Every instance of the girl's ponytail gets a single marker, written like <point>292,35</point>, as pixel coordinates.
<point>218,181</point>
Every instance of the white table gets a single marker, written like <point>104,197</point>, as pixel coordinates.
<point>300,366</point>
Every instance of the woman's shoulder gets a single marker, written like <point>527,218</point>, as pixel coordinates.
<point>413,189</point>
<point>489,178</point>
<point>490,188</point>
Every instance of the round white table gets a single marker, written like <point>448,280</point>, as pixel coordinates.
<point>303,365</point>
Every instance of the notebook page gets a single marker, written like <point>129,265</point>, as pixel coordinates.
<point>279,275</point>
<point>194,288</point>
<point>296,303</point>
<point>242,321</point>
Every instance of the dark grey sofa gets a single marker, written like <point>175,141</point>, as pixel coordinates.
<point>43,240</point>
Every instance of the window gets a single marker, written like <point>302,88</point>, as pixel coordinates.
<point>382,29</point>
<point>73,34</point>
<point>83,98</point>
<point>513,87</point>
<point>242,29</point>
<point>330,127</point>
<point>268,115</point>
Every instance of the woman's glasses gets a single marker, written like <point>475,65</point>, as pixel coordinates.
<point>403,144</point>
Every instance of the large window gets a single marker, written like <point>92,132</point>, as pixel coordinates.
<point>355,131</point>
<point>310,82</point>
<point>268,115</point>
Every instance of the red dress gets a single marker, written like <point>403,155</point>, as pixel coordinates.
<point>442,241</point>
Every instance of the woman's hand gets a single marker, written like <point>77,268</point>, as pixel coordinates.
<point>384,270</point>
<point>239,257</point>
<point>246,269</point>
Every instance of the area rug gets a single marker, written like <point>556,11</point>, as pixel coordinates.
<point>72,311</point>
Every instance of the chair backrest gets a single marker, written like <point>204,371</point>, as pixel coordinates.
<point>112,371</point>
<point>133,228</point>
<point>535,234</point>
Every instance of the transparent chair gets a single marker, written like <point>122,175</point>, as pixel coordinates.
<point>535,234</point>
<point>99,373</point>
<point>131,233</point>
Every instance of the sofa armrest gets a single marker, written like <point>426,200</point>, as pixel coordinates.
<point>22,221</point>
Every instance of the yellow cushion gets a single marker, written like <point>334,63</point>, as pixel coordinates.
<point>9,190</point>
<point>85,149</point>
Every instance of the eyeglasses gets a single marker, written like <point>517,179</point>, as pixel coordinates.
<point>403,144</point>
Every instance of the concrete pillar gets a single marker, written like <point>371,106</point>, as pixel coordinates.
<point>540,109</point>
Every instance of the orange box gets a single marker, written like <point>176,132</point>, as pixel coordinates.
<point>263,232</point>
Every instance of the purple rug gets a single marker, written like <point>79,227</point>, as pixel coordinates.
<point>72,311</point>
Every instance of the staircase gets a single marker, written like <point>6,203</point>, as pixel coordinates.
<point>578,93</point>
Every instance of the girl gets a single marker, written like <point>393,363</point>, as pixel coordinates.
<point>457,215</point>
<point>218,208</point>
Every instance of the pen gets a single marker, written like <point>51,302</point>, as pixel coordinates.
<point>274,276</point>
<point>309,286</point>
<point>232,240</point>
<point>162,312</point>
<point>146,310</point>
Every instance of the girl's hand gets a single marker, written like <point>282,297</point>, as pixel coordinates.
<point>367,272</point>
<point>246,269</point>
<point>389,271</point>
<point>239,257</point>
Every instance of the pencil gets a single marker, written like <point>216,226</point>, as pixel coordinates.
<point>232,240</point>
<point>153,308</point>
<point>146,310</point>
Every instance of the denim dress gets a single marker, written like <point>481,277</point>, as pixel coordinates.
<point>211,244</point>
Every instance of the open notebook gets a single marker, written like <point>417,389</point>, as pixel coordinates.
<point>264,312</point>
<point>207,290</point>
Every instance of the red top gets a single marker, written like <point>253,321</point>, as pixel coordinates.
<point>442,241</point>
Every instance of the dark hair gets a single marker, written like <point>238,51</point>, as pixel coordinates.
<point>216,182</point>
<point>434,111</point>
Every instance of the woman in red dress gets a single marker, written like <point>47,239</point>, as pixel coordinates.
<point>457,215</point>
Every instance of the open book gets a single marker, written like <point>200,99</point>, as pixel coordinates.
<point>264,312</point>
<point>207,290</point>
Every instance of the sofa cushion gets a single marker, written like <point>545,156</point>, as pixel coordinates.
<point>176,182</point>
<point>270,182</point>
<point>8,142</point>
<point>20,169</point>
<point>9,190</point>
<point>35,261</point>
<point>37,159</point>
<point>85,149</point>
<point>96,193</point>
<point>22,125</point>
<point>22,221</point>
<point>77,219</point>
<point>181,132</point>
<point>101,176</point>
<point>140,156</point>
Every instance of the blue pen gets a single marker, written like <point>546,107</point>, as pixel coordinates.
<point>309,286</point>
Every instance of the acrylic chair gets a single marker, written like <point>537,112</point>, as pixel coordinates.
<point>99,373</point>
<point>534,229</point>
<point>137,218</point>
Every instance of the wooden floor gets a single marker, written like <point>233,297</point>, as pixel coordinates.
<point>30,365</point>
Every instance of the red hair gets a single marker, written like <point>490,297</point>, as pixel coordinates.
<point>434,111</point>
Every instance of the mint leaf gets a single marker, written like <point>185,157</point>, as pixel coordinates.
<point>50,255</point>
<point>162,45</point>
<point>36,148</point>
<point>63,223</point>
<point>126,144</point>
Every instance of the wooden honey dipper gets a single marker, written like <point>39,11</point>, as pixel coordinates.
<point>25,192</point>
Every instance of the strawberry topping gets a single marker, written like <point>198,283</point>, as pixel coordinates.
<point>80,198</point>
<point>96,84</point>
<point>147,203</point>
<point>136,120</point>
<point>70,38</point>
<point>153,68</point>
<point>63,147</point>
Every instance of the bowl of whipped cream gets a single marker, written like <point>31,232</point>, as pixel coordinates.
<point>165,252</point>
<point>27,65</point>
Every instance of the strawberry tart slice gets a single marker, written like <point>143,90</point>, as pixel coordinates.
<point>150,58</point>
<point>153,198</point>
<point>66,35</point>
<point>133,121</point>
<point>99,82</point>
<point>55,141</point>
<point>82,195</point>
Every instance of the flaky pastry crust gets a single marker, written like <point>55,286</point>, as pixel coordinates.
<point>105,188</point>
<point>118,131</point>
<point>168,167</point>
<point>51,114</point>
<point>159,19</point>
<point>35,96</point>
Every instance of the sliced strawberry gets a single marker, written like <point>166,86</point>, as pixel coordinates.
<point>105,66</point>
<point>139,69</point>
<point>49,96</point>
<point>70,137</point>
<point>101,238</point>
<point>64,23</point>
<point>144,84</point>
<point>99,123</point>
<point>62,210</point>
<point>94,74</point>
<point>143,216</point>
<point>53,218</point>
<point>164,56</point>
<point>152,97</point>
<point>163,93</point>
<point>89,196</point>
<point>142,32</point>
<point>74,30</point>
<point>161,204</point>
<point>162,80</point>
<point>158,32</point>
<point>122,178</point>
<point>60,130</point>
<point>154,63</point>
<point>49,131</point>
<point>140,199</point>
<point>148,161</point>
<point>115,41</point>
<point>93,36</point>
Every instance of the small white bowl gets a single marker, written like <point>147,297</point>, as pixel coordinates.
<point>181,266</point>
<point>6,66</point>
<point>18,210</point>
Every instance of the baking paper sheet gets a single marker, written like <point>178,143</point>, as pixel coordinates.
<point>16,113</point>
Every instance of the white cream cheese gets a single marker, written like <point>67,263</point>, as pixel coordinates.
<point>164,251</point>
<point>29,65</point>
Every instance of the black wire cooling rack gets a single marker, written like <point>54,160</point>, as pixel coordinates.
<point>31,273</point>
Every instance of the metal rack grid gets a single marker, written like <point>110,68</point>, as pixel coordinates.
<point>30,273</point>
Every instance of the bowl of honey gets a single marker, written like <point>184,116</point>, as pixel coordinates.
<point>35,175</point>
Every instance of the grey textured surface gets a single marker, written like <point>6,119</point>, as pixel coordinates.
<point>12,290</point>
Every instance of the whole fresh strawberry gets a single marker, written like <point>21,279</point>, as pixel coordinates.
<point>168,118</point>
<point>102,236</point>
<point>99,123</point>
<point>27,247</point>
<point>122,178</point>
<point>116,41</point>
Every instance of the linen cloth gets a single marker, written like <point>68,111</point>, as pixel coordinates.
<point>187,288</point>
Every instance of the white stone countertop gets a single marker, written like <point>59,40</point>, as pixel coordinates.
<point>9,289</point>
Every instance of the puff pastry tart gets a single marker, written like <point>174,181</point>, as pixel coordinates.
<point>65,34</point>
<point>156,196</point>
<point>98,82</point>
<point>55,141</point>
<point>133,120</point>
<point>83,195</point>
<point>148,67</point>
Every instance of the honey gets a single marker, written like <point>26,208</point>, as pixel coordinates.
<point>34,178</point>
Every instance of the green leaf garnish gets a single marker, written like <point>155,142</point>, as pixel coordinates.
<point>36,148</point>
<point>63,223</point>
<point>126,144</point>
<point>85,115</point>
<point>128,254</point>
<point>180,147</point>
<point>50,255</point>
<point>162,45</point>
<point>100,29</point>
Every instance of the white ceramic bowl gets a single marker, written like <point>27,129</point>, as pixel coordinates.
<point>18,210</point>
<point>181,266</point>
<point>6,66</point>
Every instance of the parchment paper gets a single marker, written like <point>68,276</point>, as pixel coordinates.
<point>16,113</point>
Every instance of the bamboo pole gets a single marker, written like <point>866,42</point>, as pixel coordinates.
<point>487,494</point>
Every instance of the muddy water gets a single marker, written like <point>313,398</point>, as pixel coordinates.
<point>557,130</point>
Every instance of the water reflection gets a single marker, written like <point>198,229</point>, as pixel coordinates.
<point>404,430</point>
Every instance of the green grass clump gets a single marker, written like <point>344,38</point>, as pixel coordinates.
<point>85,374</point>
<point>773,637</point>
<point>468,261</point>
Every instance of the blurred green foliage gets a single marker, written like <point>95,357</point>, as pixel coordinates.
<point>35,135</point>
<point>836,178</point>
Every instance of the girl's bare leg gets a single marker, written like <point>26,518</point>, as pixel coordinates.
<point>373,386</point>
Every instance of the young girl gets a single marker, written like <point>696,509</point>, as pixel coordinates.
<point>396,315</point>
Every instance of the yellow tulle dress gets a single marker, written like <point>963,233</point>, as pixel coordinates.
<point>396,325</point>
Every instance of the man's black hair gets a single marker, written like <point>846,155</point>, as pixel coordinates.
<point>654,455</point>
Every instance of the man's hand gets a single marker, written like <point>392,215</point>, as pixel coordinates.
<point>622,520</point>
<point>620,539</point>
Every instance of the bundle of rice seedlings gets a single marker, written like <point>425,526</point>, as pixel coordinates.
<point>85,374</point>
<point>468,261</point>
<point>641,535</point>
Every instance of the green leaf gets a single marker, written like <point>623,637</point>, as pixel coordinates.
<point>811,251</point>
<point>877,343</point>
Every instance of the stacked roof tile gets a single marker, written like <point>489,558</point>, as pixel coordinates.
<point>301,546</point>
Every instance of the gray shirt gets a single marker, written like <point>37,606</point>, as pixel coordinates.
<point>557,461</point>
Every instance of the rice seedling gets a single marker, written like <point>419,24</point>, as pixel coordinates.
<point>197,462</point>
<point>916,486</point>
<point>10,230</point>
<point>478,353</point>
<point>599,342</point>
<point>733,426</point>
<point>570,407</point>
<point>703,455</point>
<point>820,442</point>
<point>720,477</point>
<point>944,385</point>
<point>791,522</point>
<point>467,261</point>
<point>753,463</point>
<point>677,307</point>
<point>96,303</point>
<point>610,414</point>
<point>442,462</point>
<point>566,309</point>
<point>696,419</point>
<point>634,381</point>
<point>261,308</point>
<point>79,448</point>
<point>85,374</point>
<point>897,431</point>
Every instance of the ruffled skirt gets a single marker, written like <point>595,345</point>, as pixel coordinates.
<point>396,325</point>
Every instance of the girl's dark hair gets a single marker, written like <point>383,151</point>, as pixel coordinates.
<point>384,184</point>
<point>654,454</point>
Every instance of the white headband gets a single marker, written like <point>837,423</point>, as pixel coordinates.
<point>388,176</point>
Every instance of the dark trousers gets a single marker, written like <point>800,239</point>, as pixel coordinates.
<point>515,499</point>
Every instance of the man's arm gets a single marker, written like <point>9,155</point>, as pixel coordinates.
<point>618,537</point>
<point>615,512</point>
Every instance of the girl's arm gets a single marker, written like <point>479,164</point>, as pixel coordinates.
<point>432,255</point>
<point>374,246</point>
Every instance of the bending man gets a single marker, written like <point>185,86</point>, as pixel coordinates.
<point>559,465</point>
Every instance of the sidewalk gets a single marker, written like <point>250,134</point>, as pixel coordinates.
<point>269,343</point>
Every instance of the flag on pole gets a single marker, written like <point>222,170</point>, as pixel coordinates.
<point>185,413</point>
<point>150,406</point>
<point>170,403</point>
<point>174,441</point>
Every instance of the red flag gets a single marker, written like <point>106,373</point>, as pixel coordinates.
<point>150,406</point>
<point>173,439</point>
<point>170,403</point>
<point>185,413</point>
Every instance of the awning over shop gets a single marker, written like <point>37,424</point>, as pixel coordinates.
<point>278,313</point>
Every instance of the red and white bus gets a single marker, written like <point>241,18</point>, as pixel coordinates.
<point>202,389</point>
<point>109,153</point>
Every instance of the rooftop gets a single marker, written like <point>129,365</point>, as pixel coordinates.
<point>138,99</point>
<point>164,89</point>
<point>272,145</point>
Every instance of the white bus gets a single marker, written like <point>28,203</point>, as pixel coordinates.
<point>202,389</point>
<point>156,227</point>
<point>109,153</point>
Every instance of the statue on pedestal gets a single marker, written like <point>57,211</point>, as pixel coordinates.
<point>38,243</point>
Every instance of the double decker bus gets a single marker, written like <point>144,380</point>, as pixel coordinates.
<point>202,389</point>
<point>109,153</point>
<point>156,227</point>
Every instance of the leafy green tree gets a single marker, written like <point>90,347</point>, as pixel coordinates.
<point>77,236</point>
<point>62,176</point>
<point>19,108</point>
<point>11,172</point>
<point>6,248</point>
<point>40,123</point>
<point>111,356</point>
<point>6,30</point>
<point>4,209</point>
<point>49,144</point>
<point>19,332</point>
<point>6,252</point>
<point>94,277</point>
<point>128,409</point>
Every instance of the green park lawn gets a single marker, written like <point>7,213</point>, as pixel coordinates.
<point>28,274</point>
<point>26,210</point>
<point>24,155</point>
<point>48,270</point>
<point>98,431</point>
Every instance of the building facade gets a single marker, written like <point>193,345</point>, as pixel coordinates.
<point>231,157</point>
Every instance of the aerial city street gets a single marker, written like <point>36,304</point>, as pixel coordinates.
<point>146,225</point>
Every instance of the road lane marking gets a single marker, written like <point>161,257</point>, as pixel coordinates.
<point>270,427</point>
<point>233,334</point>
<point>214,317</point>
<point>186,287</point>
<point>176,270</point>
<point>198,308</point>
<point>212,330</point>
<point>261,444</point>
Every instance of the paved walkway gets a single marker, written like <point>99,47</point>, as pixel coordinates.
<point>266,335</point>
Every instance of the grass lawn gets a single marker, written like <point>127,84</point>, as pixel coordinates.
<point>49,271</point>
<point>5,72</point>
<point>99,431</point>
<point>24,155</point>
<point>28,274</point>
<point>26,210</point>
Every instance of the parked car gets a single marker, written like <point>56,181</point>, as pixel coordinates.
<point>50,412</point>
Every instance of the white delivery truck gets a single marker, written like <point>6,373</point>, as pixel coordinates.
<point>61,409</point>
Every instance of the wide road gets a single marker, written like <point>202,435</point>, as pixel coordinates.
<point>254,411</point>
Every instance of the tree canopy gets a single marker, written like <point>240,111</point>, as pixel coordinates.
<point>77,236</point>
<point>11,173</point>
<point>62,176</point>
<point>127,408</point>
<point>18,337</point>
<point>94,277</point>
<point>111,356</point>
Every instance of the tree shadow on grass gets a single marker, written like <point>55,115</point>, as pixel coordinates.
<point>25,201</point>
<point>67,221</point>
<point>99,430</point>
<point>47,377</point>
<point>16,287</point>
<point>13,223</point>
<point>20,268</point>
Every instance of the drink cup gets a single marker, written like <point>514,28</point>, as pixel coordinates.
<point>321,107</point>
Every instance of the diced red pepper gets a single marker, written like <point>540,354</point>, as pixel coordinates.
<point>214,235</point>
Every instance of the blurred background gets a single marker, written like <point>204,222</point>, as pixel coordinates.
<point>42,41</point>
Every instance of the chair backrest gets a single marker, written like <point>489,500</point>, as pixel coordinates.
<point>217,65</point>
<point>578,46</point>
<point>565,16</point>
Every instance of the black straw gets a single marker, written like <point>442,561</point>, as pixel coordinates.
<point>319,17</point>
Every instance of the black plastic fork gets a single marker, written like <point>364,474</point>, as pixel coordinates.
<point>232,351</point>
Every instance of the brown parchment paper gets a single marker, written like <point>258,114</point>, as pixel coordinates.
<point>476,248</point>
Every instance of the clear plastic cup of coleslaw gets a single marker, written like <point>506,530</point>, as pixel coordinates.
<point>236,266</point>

********

**Task item**
Transcribe exactly, and only, the lines from the one holding "Every instance of the black straw" through the final line of the listing.

**Written answer**
Every instance of the black straw gets a single marker, written like <point>442,561</point>, as pixel coordinates.
<point>319,17</point>
Every instance of the black plastic fork gets a single marker, written like <point>364,474</point>, as pixel coordinates.
<point>232,351</point>
Every instance of the brown parchment paper gets a single marker, written like <point>258,114</point>, as pixel coordinates.
<point>476,248</point>
Every instance of the clear plastic cup of coleslaw gets a single marker, written like <point>506,530</point>, as pixel coordinates.
<point>236,266</point>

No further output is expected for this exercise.